*** Data ***
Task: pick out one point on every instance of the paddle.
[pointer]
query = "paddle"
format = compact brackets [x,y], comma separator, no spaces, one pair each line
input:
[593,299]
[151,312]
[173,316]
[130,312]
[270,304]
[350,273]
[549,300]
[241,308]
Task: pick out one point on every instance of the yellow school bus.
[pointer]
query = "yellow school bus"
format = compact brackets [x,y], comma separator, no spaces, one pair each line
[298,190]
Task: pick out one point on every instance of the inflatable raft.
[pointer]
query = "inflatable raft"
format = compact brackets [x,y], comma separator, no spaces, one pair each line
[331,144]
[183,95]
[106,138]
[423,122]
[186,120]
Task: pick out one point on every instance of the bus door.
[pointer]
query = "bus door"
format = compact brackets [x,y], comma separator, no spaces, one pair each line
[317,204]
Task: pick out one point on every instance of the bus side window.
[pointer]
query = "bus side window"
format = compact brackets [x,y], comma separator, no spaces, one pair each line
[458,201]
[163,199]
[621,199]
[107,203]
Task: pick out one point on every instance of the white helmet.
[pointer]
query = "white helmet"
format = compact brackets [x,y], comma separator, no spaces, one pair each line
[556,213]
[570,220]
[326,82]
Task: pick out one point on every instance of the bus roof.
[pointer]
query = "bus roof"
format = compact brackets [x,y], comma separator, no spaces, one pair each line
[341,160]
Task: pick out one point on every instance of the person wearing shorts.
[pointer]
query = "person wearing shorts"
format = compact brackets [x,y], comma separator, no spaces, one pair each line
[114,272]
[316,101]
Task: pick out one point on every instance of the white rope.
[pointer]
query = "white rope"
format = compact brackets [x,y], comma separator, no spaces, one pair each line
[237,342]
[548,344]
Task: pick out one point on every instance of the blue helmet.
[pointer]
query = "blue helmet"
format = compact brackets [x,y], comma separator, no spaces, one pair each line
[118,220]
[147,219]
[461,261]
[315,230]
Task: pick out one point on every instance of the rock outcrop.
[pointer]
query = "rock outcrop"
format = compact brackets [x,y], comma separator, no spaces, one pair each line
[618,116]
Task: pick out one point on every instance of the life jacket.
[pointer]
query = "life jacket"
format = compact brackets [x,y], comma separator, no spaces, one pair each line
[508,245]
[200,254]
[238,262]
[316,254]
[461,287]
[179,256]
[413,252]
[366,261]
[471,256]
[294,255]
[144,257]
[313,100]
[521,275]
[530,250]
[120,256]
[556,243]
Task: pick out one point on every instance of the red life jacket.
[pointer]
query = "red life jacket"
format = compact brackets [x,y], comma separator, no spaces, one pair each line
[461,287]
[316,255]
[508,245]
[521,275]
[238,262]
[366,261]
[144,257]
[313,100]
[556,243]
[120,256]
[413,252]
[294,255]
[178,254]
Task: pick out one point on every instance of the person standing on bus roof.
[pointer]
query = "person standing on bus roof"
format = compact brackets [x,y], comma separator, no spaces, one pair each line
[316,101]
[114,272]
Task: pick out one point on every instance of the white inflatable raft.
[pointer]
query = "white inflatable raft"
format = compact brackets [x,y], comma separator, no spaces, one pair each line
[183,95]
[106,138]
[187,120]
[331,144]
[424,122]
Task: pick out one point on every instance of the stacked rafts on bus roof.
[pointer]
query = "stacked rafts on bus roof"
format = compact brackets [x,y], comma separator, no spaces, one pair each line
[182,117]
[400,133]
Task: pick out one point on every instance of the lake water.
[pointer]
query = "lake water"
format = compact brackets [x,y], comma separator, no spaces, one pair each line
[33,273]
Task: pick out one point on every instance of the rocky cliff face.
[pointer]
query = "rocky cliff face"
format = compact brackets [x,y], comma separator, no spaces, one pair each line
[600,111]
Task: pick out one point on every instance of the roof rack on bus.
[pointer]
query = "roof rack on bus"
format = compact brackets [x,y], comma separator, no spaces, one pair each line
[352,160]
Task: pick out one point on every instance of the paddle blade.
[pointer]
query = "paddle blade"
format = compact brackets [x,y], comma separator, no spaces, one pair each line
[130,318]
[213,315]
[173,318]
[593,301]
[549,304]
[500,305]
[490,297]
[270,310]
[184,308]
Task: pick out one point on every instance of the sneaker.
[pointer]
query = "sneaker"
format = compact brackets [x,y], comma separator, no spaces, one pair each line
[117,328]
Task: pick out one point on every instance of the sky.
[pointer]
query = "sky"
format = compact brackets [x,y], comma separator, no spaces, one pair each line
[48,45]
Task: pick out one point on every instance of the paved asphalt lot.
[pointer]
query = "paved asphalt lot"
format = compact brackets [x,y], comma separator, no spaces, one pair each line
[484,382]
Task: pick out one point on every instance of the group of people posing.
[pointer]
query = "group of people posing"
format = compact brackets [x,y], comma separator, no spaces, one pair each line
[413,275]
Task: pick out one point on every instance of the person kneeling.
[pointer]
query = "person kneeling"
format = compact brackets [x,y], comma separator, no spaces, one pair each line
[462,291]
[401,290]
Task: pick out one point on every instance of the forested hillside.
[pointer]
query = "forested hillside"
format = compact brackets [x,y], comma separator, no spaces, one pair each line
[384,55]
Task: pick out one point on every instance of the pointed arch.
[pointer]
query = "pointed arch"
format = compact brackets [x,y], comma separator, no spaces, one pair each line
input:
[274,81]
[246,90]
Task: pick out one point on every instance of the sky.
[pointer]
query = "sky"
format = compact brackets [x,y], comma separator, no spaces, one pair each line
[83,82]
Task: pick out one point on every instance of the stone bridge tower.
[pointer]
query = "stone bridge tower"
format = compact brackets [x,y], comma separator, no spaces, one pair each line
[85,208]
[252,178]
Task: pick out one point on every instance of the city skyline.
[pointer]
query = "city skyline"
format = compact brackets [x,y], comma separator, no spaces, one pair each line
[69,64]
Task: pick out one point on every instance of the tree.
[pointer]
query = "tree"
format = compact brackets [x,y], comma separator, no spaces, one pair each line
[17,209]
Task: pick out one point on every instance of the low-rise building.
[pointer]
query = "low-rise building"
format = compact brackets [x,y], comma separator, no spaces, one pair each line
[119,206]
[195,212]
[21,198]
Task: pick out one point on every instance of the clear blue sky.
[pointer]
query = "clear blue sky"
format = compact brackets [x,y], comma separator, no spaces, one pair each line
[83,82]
***
*Task prompt*: Only the lines containing the word "wearing" should be returned from the data above.

*Output for this exercise*:
Task: pick out one point on every instance of the person wearing shorts.
query = "person wearing shorts"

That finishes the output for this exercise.